**GIVEN TASK**
Starting at the line that contains "[segment] snow-covered ground" and ending after the line that contains "POLYGON ((41 68, 0", reproduce only those lines, swapping "Mark the region" for "Outline the area" and leaving everything else unchanged.
----- RECORDS FOR THIS EXERCISE
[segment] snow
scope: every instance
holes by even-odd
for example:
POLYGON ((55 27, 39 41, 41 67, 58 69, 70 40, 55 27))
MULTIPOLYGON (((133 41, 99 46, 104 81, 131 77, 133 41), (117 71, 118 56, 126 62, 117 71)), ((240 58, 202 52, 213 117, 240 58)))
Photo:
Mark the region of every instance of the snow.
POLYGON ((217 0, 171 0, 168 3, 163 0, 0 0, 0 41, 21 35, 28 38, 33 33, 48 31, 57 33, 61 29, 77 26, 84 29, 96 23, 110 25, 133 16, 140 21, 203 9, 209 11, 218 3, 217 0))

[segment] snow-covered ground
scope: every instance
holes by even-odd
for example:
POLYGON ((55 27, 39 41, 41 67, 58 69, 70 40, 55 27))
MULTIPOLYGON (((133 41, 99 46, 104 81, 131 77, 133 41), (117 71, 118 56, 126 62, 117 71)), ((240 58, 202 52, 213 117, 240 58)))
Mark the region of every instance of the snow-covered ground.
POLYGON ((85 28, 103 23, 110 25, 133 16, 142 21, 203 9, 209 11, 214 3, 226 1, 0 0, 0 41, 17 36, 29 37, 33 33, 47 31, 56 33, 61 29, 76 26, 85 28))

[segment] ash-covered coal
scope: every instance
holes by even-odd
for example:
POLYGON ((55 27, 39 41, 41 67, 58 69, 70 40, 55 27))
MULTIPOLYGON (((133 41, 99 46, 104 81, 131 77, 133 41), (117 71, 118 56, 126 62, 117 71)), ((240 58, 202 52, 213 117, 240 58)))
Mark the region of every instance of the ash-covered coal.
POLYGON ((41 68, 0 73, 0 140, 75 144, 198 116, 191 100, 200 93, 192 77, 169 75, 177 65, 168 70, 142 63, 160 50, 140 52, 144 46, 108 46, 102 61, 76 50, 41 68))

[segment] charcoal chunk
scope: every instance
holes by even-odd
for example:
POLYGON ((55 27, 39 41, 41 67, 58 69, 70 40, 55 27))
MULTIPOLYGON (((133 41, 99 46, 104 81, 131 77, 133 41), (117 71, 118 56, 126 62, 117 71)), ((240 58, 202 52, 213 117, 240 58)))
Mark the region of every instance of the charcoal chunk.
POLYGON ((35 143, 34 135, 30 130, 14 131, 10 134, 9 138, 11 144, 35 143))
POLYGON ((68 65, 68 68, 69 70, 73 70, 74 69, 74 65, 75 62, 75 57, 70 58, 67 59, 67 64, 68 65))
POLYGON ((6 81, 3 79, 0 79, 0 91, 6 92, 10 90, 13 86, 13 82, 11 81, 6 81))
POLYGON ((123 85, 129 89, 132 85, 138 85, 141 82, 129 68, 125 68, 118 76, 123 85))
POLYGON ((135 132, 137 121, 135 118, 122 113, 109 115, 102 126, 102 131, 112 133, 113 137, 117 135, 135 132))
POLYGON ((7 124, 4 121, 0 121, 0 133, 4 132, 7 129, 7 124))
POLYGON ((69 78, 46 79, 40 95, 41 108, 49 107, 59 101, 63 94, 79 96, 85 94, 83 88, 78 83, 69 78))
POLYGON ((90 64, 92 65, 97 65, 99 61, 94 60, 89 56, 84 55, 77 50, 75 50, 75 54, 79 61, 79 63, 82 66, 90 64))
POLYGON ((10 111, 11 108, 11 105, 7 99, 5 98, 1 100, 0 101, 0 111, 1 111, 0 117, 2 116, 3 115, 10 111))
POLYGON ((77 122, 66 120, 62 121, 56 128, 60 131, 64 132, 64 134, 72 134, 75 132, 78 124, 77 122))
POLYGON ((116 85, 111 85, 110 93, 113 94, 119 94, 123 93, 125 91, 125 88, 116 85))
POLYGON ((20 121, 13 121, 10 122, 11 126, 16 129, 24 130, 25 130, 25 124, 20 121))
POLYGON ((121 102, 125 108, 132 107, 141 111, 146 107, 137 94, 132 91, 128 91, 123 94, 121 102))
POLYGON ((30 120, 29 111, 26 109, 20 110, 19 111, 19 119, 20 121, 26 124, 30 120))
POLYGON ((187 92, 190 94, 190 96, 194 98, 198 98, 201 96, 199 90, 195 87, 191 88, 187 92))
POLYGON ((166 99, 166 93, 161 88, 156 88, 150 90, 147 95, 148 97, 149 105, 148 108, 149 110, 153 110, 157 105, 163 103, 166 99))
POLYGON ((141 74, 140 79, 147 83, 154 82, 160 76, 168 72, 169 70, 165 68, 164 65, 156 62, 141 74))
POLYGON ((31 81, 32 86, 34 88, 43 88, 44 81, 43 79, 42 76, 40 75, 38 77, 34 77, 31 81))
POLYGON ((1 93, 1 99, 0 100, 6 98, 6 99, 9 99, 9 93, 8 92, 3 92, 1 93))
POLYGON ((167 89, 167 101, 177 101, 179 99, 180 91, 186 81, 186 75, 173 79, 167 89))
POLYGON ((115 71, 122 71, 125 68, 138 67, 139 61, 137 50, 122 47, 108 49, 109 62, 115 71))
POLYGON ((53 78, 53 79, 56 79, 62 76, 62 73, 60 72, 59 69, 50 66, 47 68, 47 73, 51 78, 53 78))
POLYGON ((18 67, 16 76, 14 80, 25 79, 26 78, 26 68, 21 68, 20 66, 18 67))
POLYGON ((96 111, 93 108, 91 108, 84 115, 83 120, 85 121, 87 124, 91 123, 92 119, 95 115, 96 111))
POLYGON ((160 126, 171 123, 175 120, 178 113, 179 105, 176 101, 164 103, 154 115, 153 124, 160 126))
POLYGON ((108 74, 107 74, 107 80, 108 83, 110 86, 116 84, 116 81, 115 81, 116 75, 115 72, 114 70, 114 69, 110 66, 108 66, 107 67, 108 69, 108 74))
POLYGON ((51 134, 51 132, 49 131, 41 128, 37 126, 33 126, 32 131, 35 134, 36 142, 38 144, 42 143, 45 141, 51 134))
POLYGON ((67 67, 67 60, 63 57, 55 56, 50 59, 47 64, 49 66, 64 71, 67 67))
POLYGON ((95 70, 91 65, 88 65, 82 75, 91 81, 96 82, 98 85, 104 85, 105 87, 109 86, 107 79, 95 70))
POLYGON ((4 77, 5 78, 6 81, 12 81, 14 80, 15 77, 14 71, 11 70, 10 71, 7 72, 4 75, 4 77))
----------
**FINAL ANSWER**
[segment] snow-covered ground
scope: every instance
holes by even-odd
for example:
POLYGON ((55 27, 39 41, 41 67, 58 69, 70 40, 55 27))
MULTIPOLYGON (((133 41, 99 46, 104 81, 131 77, 133 41), (117 71, 118 56, 126 62, 117 71)), ((240 58, 202 52, 213 117, 240 58)))
Outline the area of every instance of the snow-covered ground.
POLYGON ((85 28, 103 23, 110 25, 133 16, 142 21, 203 9, 209 11, 214 3, 226 1, 0 0, 0 41, 17 36, 29 37, 33 33, 47 31, 56 33, 61 29, 76 26, 85 28))

[segment] ash-covered coal
scope: every instance
holes by even-odd
for example:
POLYGON ((55 27, 39 41, 41 67, 58 69, 70 40, 55 27))
MULTIPOLYGON (((133 41, 99 46, 104 81, 131 77, 133 41), (117 71, 118 56, 126 62, 117 71)), ((240 58, 202 52, 213 117, 240 58)))
Outline the area of every instance of the ash-covered coal.
POLYGON ((41 68, 0 73, 0 140, 75 144, 198 116, 191 100, 200 93, 192 77, 169 75, 177 65, 168 70, 142 63, 160 50, 140 52, 144 46, 108 46, 102 61, 76 50, 41 68))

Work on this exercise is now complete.